----- PASSAGE

Comparison of ROC curves of different classifiers for binary classification in cough category of dataset-2.
C. Comparison With Baseline Models and Combined Datasets
A comparative analysis of the proposed model over the existing methods used in the five datasets are shown in Table V. The Improvement in the detection performance is mentioned in the last column. It is observed that the proposed model shows consistent performance across all the datasets as well as in the combined dataset. There is approximately 30%, 15%, 25%, 9%, and 20% minimum improvement in CD performance for datasets 1,2,3,4,5. For the assessment of the generalization ability of the proposed model, a combined dataset is prepared with the speech signals in the cough category from datasets 1,2,3,5. In the combined dataset, there is a total of 1528 samples from the healthy category, while 1344 samples are from the COVID-19 positive category. The performance of all four methods is evaluated and the results are listed in Table VI. It is observed that the proposed model shows the highest accuracy of 0.983 over the other three standard models.
The minimum CD performance of the proposed method is approximately 97 % across all sound categories, databases, and CV schemes. The proposed approach has a high true-positive rate and a low false-positive rate, according to the ROC curves. The AUC of the proposed model is 0.99, which is better in comparison to the RF, SVM, and KNN models. The proposed features with the additional preprocessing provide better results compared to standard features and classifiers.
D. Statistical Analysis of Classifier Models
The statistical analysis of the comparison of the performance of the LGM model with the standard machine learning-based models SVM, RF, and KNN over five datasets is listed in Table VII. For this purpose, the t-statistic value between the two classifiers is computed as mentioned in (7).

----------
----- DATA UNDER STUDY

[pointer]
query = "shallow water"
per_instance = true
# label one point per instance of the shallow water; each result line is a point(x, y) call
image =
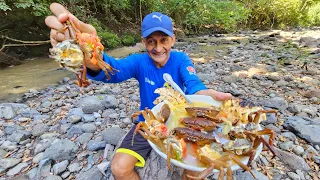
point(39, 73)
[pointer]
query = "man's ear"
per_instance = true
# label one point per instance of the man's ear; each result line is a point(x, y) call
point(144, 41)
point(173, 40)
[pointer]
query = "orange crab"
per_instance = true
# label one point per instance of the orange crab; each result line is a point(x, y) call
point(71, 53)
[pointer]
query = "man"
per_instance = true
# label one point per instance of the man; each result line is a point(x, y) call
point(158, 38)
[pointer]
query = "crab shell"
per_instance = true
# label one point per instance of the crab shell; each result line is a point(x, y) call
point(239, 146)
point(68, 54)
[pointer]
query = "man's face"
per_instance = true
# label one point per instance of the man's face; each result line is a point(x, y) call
point(158, 45)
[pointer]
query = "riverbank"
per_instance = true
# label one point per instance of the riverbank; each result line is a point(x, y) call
point(64, 132)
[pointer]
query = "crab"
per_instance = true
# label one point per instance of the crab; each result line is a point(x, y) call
point(200, 124)
point(71, 53)
point(215, 160)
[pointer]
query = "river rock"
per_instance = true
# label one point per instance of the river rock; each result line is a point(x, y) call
point(293, 161)
point(6, 112)
point(61, 150)
point(305, 129)
point(90, 104)
point(277, 103)
point(113, 135)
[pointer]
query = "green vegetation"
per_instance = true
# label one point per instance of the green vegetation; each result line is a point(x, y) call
point(118, 21)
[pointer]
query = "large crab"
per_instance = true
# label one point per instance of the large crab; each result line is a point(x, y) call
point(215, 160)
point(71, 53)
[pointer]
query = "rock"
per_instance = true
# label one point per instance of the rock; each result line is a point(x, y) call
point(240, 175)
point(113, 135)
point(305, 129)
point(298, 150)
point(6, 112)
point(91, 174)
point(39, 129)
point(84, 138)
point(286, 145)
point(277, 103)
point(61, 150)
point(90, 104)
point(293, 161)
point(60, 167)
point(89, 127)
point(74, 119)
point(17, 169)
point(74, 167)
point(9, 162)
point(110, 102)
point(95, 145)
point(293, 176)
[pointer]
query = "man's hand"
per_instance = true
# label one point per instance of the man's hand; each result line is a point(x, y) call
point(219, 96)
point(56, 23)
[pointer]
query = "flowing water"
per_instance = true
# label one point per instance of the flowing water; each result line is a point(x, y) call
point(40, 73)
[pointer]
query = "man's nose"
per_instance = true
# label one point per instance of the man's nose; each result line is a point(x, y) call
point(158, 47)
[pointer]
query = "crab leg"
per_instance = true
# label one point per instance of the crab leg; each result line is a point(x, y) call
point(258, 113)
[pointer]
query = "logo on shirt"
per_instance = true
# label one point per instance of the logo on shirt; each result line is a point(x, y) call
point(191, 70)
point(155, 16)
point(149, 81)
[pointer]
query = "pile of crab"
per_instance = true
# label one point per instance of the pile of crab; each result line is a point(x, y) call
point(238, 120)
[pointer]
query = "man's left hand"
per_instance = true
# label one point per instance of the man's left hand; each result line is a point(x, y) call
point(219, 96)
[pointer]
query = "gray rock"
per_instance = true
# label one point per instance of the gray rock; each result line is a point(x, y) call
point(305, 129)
point(298, 150)
point(9, 162)
point(240, 175)
point(89, 117)
point(39, 129)
point(113, 135)
point(110, 102)
point(230, 79)
point(37, 158)
point(74, 130)
point(7, 112)
point(84, 138)
point(293, 176)
point(286, 145)
point(61, 150)
point(17, 169)
point(92, 174)
point(19, 135)
point(289, 135)
point(74, 167)
point(76, 111)
point(74, 119)
point(90, 104)
point(95, 145)
point(292, 160)
point(276, 102)
point(53, 177)
point(89, 127)
point(60, 167)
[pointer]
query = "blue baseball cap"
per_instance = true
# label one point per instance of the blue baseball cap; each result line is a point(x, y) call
point(156, 22)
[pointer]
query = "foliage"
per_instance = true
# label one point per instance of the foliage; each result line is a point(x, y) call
point(118, 21)
point(128, 40)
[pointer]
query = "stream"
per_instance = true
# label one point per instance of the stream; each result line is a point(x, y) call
point(39, 73)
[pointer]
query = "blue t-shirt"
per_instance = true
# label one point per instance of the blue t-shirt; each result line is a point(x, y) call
point(142, 68)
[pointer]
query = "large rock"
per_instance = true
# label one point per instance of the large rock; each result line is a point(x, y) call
point(61, 150)
point(90, 104)
point(293, 161)
point(91, 174)
point(305, 129)
point(113, 135)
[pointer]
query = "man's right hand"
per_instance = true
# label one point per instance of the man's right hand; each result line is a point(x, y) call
point(56, 23)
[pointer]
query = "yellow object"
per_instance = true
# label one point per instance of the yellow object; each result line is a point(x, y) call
point(141, 162)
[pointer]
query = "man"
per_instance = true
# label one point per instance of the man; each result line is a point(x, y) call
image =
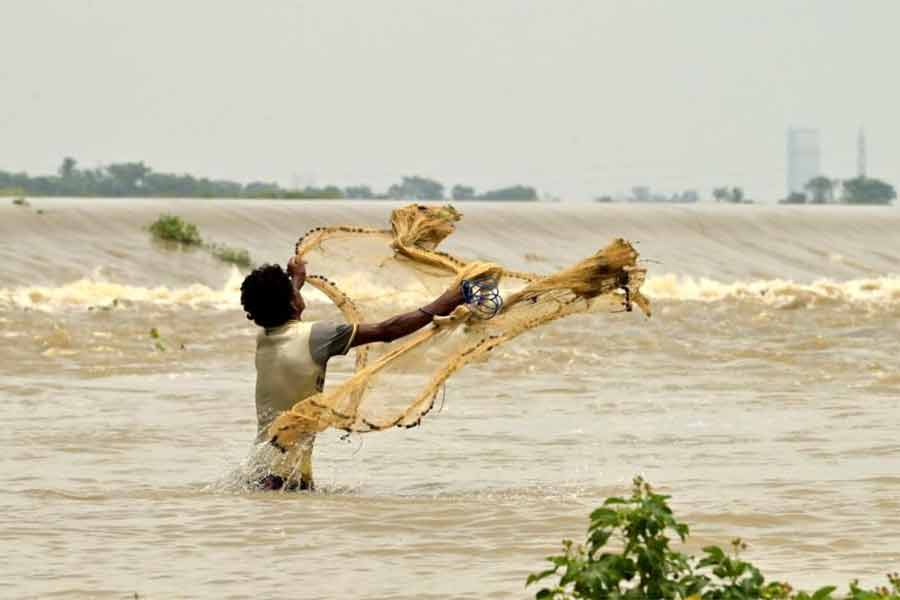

----------

▸ **EXERCISES**
1 - Sum up the passage on classifier performance in two sentences.
2 - From the passage on classifier performance, write out the words from "D. Statistical Analysis" up to and including "mentioned in (7).".
3 - Continue the passage on classifier performance from where it stops.

▸ **RESPONSES TO THE EXERCISE**
1 - The proposed model performs consistently across five datasets and a combined cough dataset, where it reaches the highest accuracy of 0.983, and its minimum CD performance is about 97% across all sound categories, databases, and CV schemes. Its AUC of 0.99 is better than that of the RF, SVM, and KNN models, and Table VII lists a statistical comparison of these models using the t-statistic.

2 -
D. Statistical Analysis of Classifier Models
The statistical analysis of the comparison of the performance of the LGM model with the standard machine learning-based models SVM, RF, and KNN over five datasets is listed in Table VII. For this purpose, the t-statistic value between the two classifiers is computed as mentioned in (7).

3 -
\begin{align*}
\begin{array}{l}t= \frac{c_{1}-c_{2}}{\sqrt{v_{1}^{2}+v_{2}^{2}}}\end{array} \tag{7}
\end{align*}
Conclusion
In the current study, a non-invasive and effective respiratory disease detection scheme is developed and tested for COVID-19 and Asthma. The major contributions of the investigation are the use of improved preprocessing techniques, an effective combination of spectral, cepstral, and periodicity features along with the implementation of gradient boosting machines for robust and consistent performance across multiple datasets. The proposed model can be used for early and fast automatic diagnosis of COVID-19 without the subject visiting a hospital as well as without the assistance of a medical professional. However, it is suggested that the detection scheme by the use of the proposed intelligent model can be verified by the medical professional before a prescription is initiated. It may be noted that the proposed detection scheme involves more computations and training time. There is still room to improve the method's computing complexity for faster implementations. The effective preprocessing techniques, as well as the combination of audio features can be further implemented and tested for other speech recognition tasks including emotion recognition, Parkinson's disease, and heart disease detection.
ACKNOWLEDGMENT
The authors express their gratitude to Professor Cecilia Mascolo, Department of Computer Science and Technology and Chancellor, Master, and Scholar of the University of Cambridge for sharing the speech database of COVID-19 [10].